**DATA FOR THIS TASK:**
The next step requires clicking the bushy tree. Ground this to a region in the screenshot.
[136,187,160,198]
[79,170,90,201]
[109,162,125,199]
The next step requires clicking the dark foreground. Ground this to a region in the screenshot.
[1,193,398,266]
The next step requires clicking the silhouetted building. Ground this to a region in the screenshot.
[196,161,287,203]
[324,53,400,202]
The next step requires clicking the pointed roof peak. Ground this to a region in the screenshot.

**WHAT YOU NEED TO DO:** Switch "clicking" to "tapping" throughout the rows above and write them out again with no other changes.

**RESPONSE TO THE TASK:**
The next step requires tapping the bushy tree. Ground this to a region in the screenshot.
[136,187,160,198]
[79,170,90,201]
[109,162,125,199]
The next step requires tapping the dark foreground. Ground this to a region in the screenshot.
[1,193,398,266]
The next step requires tapping the silhouetted building. Ground this to a region in the screenshot.
[196,161,287,203]
[324,53,400,202]
The next step requires tapping the pointed roof peak. Ground this to a region in the screenshot.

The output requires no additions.